Repeat, line for line, the entries below from the first line to the line containing "2L555 230L586 229L558", counting both ends.
Data section Start Marker
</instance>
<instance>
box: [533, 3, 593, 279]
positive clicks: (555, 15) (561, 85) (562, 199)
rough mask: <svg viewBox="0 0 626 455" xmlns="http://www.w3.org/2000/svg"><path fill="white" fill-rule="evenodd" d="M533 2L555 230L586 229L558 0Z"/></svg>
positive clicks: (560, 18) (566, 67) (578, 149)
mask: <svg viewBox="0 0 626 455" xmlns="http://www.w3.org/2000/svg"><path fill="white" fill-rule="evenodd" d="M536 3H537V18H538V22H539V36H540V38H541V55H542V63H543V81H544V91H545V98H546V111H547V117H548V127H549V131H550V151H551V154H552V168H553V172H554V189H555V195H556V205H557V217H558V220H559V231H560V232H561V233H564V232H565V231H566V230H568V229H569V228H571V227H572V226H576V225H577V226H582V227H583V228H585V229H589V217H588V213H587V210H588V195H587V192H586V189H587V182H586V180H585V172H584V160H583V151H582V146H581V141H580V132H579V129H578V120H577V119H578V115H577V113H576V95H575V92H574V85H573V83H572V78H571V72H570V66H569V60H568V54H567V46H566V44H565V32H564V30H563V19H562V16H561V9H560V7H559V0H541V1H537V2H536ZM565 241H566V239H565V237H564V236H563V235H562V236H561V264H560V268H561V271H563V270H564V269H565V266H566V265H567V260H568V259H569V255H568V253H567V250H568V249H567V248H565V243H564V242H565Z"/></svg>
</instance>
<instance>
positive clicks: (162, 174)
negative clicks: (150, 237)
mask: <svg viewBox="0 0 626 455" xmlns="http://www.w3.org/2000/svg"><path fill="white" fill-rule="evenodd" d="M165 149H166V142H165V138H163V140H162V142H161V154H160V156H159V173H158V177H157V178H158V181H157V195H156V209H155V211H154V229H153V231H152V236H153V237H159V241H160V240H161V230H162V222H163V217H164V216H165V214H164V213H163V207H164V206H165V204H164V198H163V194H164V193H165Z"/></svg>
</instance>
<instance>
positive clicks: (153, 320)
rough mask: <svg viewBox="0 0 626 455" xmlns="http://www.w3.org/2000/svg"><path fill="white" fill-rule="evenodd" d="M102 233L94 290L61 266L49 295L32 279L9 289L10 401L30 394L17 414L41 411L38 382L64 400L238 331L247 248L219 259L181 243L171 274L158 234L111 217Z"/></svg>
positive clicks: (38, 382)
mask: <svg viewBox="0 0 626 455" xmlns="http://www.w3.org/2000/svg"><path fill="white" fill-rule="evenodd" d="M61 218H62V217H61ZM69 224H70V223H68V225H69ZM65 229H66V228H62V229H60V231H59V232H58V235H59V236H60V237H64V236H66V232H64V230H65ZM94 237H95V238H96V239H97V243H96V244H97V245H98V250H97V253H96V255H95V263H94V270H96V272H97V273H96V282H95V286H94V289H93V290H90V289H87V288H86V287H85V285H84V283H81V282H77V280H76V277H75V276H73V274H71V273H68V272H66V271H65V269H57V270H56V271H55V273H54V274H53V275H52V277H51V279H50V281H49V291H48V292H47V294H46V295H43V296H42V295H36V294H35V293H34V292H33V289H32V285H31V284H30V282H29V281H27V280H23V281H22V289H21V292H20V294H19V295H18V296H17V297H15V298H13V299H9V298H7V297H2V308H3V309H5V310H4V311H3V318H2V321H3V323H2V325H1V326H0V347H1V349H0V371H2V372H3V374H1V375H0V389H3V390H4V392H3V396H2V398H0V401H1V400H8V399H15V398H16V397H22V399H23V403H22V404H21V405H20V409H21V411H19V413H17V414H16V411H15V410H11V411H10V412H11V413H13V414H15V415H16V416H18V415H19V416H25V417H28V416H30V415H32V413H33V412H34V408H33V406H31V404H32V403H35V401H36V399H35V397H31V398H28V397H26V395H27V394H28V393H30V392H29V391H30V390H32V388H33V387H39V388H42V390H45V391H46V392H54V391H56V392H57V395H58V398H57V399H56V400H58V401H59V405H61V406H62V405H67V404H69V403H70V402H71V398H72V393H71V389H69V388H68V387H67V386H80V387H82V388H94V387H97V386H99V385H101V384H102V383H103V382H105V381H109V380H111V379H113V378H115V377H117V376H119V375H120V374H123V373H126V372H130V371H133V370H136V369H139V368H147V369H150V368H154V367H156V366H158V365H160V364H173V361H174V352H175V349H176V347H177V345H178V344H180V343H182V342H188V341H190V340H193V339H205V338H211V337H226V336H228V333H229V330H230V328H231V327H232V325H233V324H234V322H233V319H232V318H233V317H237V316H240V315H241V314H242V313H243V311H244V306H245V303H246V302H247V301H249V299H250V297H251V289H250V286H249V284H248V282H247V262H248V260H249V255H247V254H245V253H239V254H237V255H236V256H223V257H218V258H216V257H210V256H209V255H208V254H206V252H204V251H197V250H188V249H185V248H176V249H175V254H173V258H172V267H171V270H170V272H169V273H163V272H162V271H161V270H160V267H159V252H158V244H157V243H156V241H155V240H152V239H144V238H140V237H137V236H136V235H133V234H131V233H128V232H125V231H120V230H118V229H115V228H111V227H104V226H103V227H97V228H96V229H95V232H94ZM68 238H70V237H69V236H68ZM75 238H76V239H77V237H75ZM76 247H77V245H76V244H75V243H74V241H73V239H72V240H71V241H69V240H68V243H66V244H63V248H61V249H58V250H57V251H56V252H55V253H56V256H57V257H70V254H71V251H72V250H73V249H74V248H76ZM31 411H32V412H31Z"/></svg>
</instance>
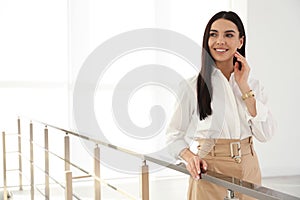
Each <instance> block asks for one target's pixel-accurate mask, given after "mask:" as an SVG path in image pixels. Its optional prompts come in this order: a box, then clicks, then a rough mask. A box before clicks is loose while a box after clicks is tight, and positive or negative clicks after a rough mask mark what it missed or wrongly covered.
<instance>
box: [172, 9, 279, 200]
mask: <svg viewBox="0 0 300 200" xmlns="http://www.w3.org/2000/svg"><path fill="white" fill-rule="evenodd" d="M245 46H246V35H245V30H244V26H243V23H242V21H241V19H240V17H239V16H238V15H237V14H236V13H234V12H225V11H222V12H219V13H217V14H215V15H214V16H213V17H212V18H211V19H210V20H209V22H208V24H207V26H206V29H205V32H204V37H203V52H202V66H201V71H200V73H199V75H198V76H195V77H193V78H191V79H189V80H188V81H187V84H181V86H182V87H181V95H180V97H179V99H180V104H179V105H178V106H177V108H176V110H175V113H174V115H173V117H172V119H171V122H170V125H169V128H168V130H167V136H168V142H169V144H170V145H169V147H170V152H171V153H172V155H173V156H175V157H177V158H181V159H183V160H184V161H185V162H186V167H187V170H188V171H189V172H190V174H191V178H190V181H189V190H188V199H224V197H225V196H226V188H222V187H220V186H217V185H214V184H212V183H209V182H207V181H205V180H201V179H199V178H200V177H199V174H200V172H201V169H203V170H209V171H214V172H217V173H222V174H225V175H227V176H233V177H236V178H239V179H242V180H245V181H248V182H251V183H254V184H260V183H261V174H260V168H259V164H258V159H257V156H256V153H255V151H254V148H253V142H252V138H253V137H254V138H256V139H257V140H259V141H261V142H266V141H268V140H270V138H271V137H272V135H273V132H274V121H273V119H272V115H271V113H270V110H269V109H268V107H267V105H266V103H267V98H266V95H265V94H264V91H263V87H262V86H261V84H260V83H259V82H258V81H257V80H254V79H250V78H249V71H250V67H249V65H248V63H247V61H246V59H245ZM189 139H193V140H194V141H197V142H198V152H197V153H194V151H192V150H191V149H190V148H189V147H190V143H189ZM236 196H238V198H239V199H252V198H250V197H248V196H245V195H242V194H236Z"/></svg>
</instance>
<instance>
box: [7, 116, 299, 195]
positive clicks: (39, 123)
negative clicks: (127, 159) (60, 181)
mask: <svg viewBox="0 0 300 200" xmlns="http://www.w3.org/2000/svg"><path fill="white" fill-rule="evenodd" d="M33 122H35V123H37V124H39V125H43V126H44V146H41V145H39V144H37V143H35V141H34V140H33V134H34V130H33ZM17 124H18V133H17V134H6V133H5V132H3V133H2V142H3V183H4V186H3V199H4V200H7V187H8V186H7V178H8V177H7V171H9V169H7V167H6V162H7V154H8V153H9V152H7V151H6V137H7V136H9V135H17V136H18V151H17V153H18V163H19V166H18V169H17V170H16V171H18V172H19V185H18V187H19V190H23V186H24V185H23V168H22V166H23V159H24V157H25V156H24V154H23V153H22V137H24V136H22V132H21V121H20V119H18V122H17ZM48 128H52V129H55V130H57V131H59V132H60V133H62V134H64V157H62V156H59V155H57V154H56V153H54V152H52V151H50V150H49V130H48ZM70 136H72V137H77V138H81V139H84V140H87V141H89V142H92V143H94V145H95V147H94V171H93V173H90V172H88V171H86V170H84V169H82V168H81V167H80V166H78V165H76V164H74V163H73V162H72V161H71V158H70ZM35 145H36V146H38V147H40V148H41V149H43V151H44V153H45V155H44V159H45V160H44V169H42V168H41V167H39V166H37V165H36V164H35V162H34V146H35ZM29 146H30V148H29V149H30V152H29V154H30V158H29V159H28V161H29V163H30V196H31V200H33V199H34V197H35V194H34V191H35V189H38V188H37V187H36V185H35V182H34V176H35V169H38V170H40V171H42V172H43V173H44V174H45V177H44V186H45V189H44V191H41V190H40V189H38V191H39V192H40V193H41V194H42V195H43V196H44V197H45V199H50V186H49V183H50V179H51V180H52V181H54V182H55V183H57V184H58V185H60V186H61V187H62V188H63V189H64V190H65V199H66V200H71V199H73V198H76V199H80V197H78V196H77V195H76V194H75V193H74V192H73V184H72V183H73V180H74V179H82V178H88V177H89V178H93V180H94V199H95V200H100V199H101V184H102V185H106V186H108V187H110V188H112V189H114V190H115V191H117V192H119V193H121V194H123V195H124V196H126V197H127V198H128V199H135V198H134V197H133V195H130V194H129V193H127V192H126V191H124V190H121V189H119V188H117V187H115V186H113V185H111V184H109V183H107V182H106V181H105V180H103V179H101V178H100V159H101V157H100V146H105V147H108V148H112V149H114V150H117V151H119V152H123V153H126V154H129V155H131V156H134V157H137V158H138V159H140V160H141V163H142V166H141V172H140V177H141V182H140V184H141V185H140V188H141V198H142V200H149V198H150V194H149V166H148V164H147V162H152V163H155V164H158V165H161V166H164V167H167V168H169V169H172V170H176V171H178V172H182V173H184V174H186V175H189V173H188V171H187V170H186V168H185V166H184V165H175V164H173V163H169V162H167V161H165V160H162V159H160V158H155V157H153V156H148V155H143V154H139V153H136V152H133V151H131V150H128V149H124V148H121V147H118V146H115V145H112V144H109V143H105V142H103V141H100V140H96V139H94V138H90V137H87V136H85V135H82V134H80V133H77V132H74V131H70V130H67V129H63V128H60V127H57V126H54V125H50V124H47V123H44V122H40V121H37V120H30V123H29ZM49 155H52V156H55V157H57V158H59V159H61V160H62V161H63V162H64V163H65V164H64V172H65V184H61V183H59V182H58V181H57V180H56V179H55V178H53V177H51V176H50V174H49ZM71 166H72V167H74V168H76V169H78V170H80V171H81V172H83V173H84V174H85V175H84V176H77V177H74V176H73V174H72V170H71ZM201 176H202V179H204V180H206V181H209V182H211V183H213V184H217V185H219V186H222V187H225V188H227V189H228V195H229V196H228V198H227V199H230V198H232V197H233V194H234V192H239V193H242V194H245V195H248V196H251V197H254V198H257V199H263V200H275V199H283V200H300V198H299V197H295V196H292V195H289V194H286V193H283V192H280V191H276V190H272V189H270V188H267V187H264V186H261V185H255V184H252V183H249V182H246V181H243V180H240V179H237V178H234V177H229V176H226V175H222V174H218V173H214V172H211V171H208V172H206V173H205V174H202V175H201Z"/></svg>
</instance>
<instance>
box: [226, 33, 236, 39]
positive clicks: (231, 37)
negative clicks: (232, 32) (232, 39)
mask: <svg viewBox="0 0 300 200" xmlns="http://www.w3.org/2000/svg"><path fill="white" fill-rule="evenodd" d="M233 36H234V35H233V34H226V37H229V38H232V37H233Z"/></svg>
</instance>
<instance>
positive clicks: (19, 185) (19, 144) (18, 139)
mask: <svg viewBox="0 0 300 200" xmlns="http://www.w3.org/2000/svg"><path fill="white" fill-rule="evenodd" d="M18 152H19V190H23V169H22V137H21V120H20V118H18Z"/></svg>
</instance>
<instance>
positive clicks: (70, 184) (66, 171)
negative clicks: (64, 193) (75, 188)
mask: <svg viewBox="0 0 300 200" xmlns="http://www.w3.org/2000/svg"><path fill="white" fill-rule="evenodd" d="M65 173H66V189H65V190H66V191H65V199H66V200H71V199H72V195H73V191H72V172H71V171H70V138H69V136H68V133H67V135H66V136H65Z"/></svg>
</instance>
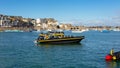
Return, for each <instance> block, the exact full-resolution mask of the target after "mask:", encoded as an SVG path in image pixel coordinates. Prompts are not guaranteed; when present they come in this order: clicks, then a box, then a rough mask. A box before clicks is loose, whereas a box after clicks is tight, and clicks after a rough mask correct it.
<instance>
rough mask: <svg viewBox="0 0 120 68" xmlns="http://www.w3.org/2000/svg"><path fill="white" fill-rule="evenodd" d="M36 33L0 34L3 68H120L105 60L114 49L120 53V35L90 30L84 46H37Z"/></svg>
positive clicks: (81, 45)
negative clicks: (108, 55) (107, 56)
mask: <svg viewBox="0 0 120 68" xmlns="http://www.w3.org/2000/svg"><path fill="white" fill-rule="evenodd" d="M38 34H39V33H36V32H0V68H120V62H119V61H117V62H116V61H114V62H113V61H111V62H107V61H105V59H104V58H105V55H107V54H108V53H109V51H110V49H112V48H114V49H115V51H119V50H120V32H114V31H111V32H109V33H102V32H98V31H88V32H83V33H75V34H72V35H84V36H85V39H84V40H82V41H81V43H80V44H59V45H58V44H55V45H50V44H45V45H36V44H35V43H34V42H33V41H34V40H35V39H36V38H37V37H38Z"/></svg>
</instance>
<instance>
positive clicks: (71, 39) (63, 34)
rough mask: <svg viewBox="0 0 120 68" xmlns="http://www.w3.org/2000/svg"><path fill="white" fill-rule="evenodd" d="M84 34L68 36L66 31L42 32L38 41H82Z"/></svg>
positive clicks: (39, 41) (40, 33)
mask: <svg viewBox="0 0 120 68" xmlns="http://www.w3.org/2000/svg"><path fill="white" fill-rule="evenodd" d="M82 39H84V36H66V35H64V32H48V33H40V35H39V37H38V38H37V43H56V44H58V43H80V41H81V40H82Z"/></svg>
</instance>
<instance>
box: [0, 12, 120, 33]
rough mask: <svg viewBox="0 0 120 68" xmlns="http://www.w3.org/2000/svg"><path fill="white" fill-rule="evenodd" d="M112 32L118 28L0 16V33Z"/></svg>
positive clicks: (117, 30)
mask: <svg viewBox="0 0 120 68" xmlns="http://www.w3.org/2000/svg"><path fill="white" fill-rule="evenodd" d="M15 29H17V30H24V31H30V30H38V31H40V30H72V31H81V30H97V31H101V30H113V31H120V26H73V25H72V24H63V23H58V21H57V20H55V19H54V18H38V19H33V18H23V17H22V16H11V15H3V14H0V31H4V30H15Z"/></svg>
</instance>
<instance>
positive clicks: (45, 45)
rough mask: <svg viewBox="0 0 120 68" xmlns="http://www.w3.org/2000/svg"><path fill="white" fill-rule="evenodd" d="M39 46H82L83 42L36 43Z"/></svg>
mask: <svg viewBox="0 0 120 68" xmlns="http://www.w3.org/2000/svg"><path fill="white" fill-rule="evenodd" d="M36 45H37V46H45V47H50V46H73V47H74V46H82V45H83V44H81V43H70V44H48V43H45V44H36Z"/></svg>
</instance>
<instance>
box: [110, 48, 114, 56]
Data section End Marker
**Task solution:**
</instance>
<instance>
box: [533, 3, 593, 279]
positive clicks: (555, 15) (561, 85) (562, 199)
rough mask: <svg viewBox="0 0 626 455" xmlns="http://www.w3.org/2000/svg"><path fill="white" fill-rule="evenodd" d="M533 2L555 230L586 229L558 0Z"/></svg>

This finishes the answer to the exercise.